Unless otherwise required by applicable law, the Noteholder and the Company agree to treat the Note as debt of the Company for U.S. federal and applicable state income tax purposes. If the Company is obliged to withhold any payment hereunder on account of present or future taxes, duties, assessments or other governmental charges required by law, the Company shall make such withholding or deduction and pay the balance owing to the Noteholder, such withheld or deducted amounts shall be treated for all purposes has having been paid to the Noteholder to whom such amounts would otherwise have been paid.  For greater certainty, the Company may reduce the number of Shares (based on the Conversion Price as set out in Article 5 hereof) issuable to the Noteholder pursuant to Article 5 to satisfy its withholding obligations.
 

8.2
Amendment and Waiver
 
Neither this Note nor any provision hereof may be amended, waived, discharged or terminated except by a document in writing executed by the party against whom enforcement of the amendment, waiver, discharge or termination is sought.
 
8.3
Notices and Other Instruments
 
Any notice, demand or other communication required or permitted to be given to any party hereunder shall be in writing and shall be:
 
(a)
personally delivered to such party; or
 
(b)
except during a period of strike, lock-out or other postal disruption, sent by double registered mail, postage prepaid to the address of such party set forth below; or
 
(c)
sent by facsimile transmission or other means of electronic communication to the address of such party set forth below;
 
and shall be deemed to have been received by such party on the earliest of the date of delivery under subsection 8.3(a), the actual date of receipt when mailed under subsection 8.3(b) and the Business Day following the date of communication under subsection 8.3(c).
 

(i)
if to the Company, at:
 
DevvStream Corp.
2108 N St., Suite 4254
Sacramento, CA 95816
 
Attention:          David Goertz, CFO
E-mail:             info@devvstream.com
 
With a copy to (which will not constitute notice) to:
 
Kirkland & Ellis LLP
601 Lexington Avenue, New York, NY 10022
Attention: Peter Seligson
Email: peter.seligson@kirkland.com
 
McMillan LLP
Royal Centre, 1055 W. Georgia Street, Suite 1500
PO Box 11117
Vancouver, BC V6E 4N7
Attention: Mark Neighbor
Email: mark.neighbor@mcmillan.ca
 

(ii)
if to the Noteholder, at the address set forth on the face page to this Note.
 
Any party may give written notice to the other parties of a change of address to some other address, in which event any communication shall thereafter be given to such party as hereinbefore provided, at the last such changed address of which the party communication has received written notice.

▶ [Data provided]
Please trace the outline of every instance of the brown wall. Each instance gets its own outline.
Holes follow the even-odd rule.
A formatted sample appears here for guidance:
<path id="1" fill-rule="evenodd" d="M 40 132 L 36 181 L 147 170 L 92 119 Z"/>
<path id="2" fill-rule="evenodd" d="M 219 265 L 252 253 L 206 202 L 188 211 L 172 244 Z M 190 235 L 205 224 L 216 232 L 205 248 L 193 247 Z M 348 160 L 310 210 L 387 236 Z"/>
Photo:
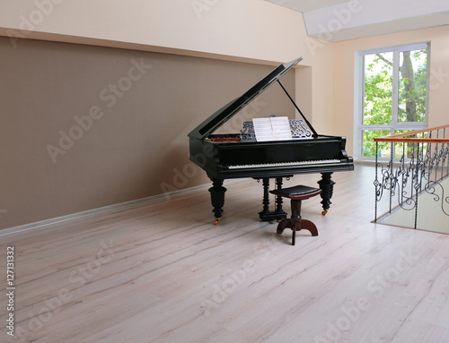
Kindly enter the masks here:
<path id="1" fill-rule="evenodd" d="M 187 134 L 273 69 L 6 38 L 0 56 L 0 228 L 207 183 Z M 277 85 L 257 101 L 225 129 L 295 116 Z"/>

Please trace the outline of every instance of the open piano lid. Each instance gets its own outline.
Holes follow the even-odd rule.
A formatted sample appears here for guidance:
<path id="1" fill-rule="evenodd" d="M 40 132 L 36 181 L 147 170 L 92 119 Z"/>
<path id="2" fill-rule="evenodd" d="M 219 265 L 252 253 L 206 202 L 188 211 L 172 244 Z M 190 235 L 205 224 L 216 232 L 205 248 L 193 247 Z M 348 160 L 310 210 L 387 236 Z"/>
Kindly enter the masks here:
<path id="1" fill-rule="evenodd" d="M 206 119 L 203 123 L 198 125 L 194 130 L 189 133 L 189 137 L 204 139 L 214 131 L 218 129 L 221 125 L 226 123 L 231 117 L 239 112 L 242 108 L 251 102 L 267 88 L 271 86 L 273 82 L 279 80 L 286 72 L 296 65 L 303 57 L 296 58 L 291 62 L 280 64 L 270 73 L 260 80 L 257 84 L 246 91 L 243 95 L 234 99 L 227 105 L 214 113 L 211 116 Z"/>

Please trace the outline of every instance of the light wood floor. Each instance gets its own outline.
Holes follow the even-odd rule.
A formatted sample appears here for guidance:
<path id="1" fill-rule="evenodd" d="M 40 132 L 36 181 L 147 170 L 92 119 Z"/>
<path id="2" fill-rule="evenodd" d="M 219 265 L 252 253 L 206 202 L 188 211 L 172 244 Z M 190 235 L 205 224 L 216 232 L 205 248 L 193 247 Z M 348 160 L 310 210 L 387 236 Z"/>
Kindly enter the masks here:
<path id="1" fill-rule="evenodd" d="M 449 342 L 449 236 L 372 224 L 371 167 L 333 179 L 325 217 L 304 202 L 319 236 L 295 246 L 258 220 L 254 180 L 224 183 L 218 227 L 205 188 L 0 237 L 2 293 L 10 245 L 16 287 L 0 341 Z"/>

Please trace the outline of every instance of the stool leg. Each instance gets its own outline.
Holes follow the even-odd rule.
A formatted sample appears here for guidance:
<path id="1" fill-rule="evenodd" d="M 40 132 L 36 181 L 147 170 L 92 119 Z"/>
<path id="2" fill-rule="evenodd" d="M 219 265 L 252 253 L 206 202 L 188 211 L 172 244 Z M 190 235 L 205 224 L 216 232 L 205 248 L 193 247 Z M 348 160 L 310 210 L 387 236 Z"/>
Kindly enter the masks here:
<path id="1" fill-rule="evenodd" d="M 318 236 L 318 229 L 316 228 L 316 225 L 313 224 L 310 220 L 306 219 L 300 219 L 301 222 L 299 223 L 299 230 L 309 230 L 312 236 Z"/>

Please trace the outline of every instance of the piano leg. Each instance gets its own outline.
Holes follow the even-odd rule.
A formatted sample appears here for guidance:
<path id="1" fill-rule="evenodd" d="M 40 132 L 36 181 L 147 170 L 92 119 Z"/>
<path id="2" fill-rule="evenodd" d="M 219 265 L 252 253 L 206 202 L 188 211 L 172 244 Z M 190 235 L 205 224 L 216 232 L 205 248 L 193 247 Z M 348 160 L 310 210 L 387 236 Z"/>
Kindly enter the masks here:
<path id="1" fill-rule="evenodd" d="M 216 215 L 215 225 L 218 225 L 222 219 L 223 206 L 224 206 L 224 192 L 226 192 L 226 188 L 223 186 L 224 180 L 211 178 L 211 181 L 212 187 L 209 188 L 210 201 L 214 207 L 212 211 Z"/>
<path id="2" fill-rule="evenodd" d="M 263 210 L 259 212 L 259 218 L 262 221 L 273 221 L 285 219 L 287 217 L 287 213 L 282 209 L 282 197 L 280 195 L 276 196 L 276 210 L 269 210 L 269 178 L 262 179 L 263 184 Z M 276 178 L 276 187 L 277 189 L 282 188 L 282 177 Z"/>
<path id="3" fill-rule="evenodd" d="M 321 173 L 321 179 L 318 181 L 318 184 L 320 184 L 320 189 L 321 190 L 321 204 L 322 204 L 322 209 L 323 211 L 321 214 L 323 216 L 326 215 L 326 213 L 329 210 L 329 208 L 330 207 L 330 198 L 332 197 L 332 193 L 334 191 L 334 184 L 335 181 L 332 181 L 330 179 L 332 173 Z"/>

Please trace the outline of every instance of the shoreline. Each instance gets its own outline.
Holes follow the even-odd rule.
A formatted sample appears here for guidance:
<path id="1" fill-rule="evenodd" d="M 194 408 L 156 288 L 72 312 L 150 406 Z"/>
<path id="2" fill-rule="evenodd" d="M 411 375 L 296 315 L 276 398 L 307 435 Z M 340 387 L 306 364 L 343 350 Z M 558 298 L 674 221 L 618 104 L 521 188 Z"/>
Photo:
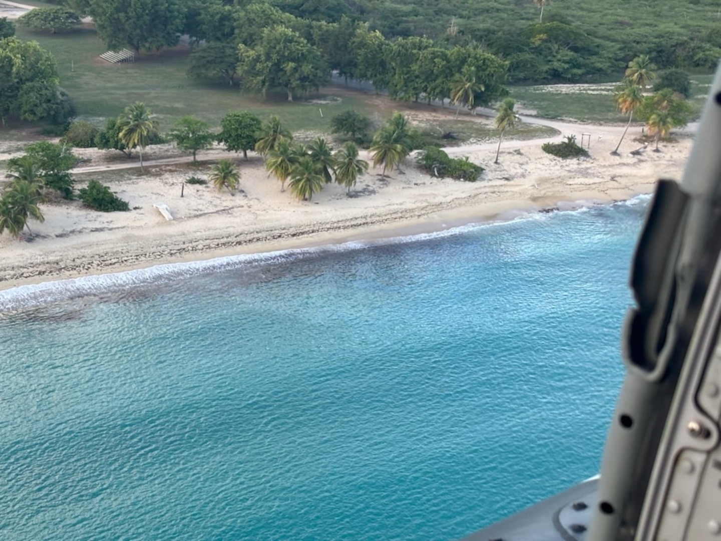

▶ [Prompt] Reproduce the passage of the note's terms word for word, beginning with the words "and shall be deemed" and stopping after the words "under subsection 8.3(c).". You can set the material aside; it isn't needed here.

▶ [Solution]
and shall be deemed to have been received by such party on the earliest of the date of delivery under subsection 8.3(a), the actual date of receipt when mailed under subsection 8.3(b) and the Business Day following the date of communication under subsection 8.3(c).